● Instructions for the task:
Copy the items from the line holding "Where can you see the door" through the end of the items, both included, swapping "innermost spot" for "central spot" and leaving everything else the same.

Records
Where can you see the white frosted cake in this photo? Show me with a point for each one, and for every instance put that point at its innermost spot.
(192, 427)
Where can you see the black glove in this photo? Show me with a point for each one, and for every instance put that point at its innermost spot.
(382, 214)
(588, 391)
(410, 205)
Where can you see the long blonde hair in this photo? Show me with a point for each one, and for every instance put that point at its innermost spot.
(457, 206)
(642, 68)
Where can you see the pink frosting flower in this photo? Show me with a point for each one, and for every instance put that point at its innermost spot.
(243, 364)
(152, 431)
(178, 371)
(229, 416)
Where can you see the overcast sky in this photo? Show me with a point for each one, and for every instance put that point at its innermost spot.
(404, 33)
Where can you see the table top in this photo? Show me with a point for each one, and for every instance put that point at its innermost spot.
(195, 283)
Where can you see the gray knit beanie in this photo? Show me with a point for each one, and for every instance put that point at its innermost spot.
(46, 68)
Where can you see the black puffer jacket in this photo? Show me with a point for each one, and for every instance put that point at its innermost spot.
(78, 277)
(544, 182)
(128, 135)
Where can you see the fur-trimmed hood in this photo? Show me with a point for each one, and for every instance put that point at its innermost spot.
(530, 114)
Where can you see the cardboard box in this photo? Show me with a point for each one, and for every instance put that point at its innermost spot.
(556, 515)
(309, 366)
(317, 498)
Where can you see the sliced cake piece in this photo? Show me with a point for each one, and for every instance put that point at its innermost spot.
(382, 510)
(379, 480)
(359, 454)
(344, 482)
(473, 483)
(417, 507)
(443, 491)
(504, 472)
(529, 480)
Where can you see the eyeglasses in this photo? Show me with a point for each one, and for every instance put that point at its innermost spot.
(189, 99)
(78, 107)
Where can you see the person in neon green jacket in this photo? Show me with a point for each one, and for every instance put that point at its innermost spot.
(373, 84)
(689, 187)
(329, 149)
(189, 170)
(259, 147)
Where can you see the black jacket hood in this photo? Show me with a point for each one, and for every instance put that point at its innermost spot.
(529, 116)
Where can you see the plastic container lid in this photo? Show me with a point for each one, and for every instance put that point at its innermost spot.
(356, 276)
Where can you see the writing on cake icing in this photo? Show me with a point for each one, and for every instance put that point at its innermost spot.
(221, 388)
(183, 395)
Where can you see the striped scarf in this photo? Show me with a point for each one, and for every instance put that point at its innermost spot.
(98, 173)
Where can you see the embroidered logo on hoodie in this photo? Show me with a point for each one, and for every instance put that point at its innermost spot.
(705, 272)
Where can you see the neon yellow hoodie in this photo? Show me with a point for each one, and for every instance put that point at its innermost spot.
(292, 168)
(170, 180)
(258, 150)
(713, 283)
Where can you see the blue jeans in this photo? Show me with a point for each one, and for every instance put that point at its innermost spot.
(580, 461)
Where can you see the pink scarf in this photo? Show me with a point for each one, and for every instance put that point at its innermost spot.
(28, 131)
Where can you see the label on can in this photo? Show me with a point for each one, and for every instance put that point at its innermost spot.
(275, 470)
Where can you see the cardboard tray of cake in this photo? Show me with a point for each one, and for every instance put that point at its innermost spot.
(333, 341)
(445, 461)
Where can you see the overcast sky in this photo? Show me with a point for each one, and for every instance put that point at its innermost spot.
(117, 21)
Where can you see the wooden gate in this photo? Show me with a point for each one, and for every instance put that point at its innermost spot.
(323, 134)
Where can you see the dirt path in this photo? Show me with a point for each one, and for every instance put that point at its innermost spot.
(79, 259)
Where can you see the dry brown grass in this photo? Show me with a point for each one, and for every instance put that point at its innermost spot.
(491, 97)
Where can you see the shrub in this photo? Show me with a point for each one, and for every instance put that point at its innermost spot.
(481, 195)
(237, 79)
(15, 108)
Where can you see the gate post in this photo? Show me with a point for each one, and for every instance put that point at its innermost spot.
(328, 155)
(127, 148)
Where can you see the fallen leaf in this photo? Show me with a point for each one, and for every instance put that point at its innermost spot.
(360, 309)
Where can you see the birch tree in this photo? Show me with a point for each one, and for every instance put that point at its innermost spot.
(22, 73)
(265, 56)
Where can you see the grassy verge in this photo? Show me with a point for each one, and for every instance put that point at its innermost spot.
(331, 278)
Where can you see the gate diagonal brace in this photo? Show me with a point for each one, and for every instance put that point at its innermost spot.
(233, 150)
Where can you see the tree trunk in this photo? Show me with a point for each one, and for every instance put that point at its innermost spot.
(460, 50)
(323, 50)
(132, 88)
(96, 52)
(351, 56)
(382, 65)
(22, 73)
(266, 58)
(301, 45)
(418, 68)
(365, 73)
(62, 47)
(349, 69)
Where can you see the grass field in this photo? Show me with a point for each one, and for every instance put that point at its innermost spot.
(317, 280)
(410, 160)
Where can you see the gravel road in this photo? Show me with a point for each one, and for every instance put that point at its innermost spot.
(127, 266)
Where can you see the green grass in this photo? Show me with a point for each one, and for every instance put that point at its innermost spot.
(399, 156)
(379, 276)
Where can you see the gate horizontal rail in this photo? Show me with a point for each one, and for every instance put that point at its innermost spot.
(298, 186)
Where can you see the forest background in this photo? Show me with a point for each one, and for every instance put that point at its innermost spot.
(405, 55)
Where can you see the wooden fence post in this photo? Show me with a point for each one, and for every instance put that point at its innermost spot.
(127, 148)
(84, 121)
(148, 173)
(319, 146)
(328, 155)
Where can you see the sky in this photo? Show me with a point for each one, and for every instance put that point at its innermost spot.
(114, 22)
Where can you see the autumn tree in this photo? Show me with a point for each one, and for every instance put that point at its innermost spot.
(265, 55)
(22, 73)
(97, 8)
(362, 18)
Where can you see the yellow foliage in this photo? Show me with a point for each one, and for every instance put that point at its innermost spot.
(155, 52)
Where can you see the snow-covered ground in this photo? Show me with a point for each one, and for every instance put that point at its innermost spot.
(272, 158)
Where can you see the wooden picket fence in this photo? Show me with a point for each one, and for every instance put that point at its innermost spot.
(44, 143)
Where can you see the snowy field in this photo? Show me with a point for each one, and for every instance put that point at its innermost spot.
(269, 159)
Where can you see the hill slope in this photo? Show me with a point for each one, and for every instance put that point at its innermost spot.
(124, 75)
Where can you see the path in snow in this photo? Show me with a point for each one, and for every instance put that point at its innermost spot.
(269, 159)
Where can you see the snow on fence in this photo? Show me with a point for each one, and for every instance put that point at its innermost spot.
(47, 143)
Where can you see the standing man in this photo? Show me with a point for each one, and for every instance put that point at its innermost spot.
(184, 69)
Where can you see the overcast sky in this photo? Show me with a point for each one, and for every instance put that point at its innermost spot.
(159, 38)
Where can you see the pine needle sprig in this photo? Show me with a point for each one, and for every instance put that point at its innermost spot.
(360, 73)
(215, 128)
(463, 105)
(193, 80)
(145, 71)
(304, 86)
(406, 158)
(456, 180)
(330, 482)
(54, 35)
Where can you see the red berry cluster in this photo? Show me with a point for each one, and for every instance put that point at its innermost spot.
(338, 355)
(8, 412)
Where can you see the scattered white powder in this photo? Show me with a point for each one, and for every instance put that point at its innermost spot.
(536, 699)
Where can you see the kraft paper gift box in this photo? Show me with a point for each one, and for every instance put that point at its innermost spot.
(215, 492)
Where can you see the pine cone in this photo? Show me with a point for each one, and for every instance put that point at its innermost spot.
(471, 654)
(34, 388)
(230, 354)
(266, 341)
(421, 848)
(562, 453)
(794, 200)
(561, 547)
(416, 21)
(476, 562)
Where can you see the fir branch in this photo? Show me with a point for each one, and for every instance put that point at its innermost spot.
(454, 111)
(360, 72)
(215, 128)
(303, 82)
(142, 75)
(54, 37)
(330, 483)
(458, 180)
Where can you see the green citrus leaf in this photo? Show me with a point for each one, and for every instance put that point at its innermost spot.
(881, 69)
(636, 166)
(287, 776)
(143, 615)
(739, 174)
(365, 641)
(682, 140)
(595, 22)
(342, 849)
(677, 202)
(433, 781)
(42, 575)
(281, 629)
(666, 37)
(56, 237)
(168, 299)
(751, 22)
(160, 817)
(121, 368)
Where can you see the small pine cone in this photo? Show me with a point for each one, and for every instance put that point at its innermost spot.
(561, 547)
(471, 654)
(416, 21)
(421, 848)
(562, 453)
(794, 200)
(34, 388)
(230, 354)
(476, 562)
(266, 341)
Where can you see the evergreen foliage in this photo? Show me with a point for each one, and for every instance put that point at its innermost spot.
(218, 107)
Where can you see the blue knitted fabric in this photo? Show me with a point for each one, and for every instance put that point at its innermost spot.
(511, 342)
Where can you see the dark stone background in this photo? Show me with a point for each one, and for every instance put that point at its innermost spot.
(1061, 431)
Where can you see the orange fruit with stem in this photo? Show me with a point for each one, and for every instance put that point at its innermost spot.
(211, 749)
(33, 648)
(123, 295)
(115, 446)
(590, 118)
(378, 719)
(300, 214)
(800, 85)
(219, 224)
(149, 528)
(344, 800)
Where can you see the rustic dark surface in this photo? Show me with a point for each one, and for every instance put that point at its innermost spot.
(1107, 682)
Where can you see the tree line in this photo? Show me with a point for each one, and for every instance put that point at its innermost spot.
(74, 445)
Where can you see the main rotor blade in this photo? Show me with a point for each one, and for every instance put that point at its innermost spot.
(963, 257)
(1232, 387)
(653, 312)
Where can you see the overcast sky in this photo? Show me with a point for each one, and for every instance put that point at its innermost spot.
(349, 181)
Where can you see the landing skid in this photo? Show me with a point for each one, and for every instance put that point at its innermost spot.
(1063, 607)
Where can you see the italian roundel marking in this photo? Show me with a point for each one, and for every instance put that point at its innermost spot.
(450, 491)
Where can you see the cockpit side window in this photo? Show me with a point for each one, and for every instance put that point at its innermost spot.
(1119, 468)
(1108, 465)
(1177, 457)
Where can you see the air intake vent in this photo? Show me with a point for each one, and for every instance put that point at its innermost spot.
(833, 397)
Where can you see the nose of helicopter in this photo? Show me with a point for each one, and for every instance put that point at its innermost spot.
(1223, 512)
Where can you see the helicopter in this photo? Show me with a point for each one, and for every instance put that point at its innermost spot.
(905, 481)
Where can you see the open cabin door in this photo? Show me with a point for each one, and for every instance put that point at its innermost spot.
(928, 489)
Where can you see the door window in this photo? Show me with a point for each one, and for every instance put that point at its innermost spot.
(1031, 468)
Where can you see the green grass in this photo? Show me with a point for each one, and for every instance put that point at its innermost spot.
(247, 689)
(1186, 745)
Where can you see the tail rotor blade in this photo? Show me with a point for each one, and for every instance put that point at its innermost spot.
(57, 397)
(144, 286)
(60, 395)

● Solution to the exercise:
Where can you see the door window in this photo? Show me with a point for each one, and for every instance put that point at its central spot.
(1031, 468)
Where can you see the green grass in this photo? Show me with a point for each one, and for every instance put that point at its central spot.
(247, 689)
(1186, 745)
Where can you see the tail rotor blade in this photo? Show me with a point for each one, and for every instance put that point at its central spot.
(57, 397)
(144, 286)
(60, 395)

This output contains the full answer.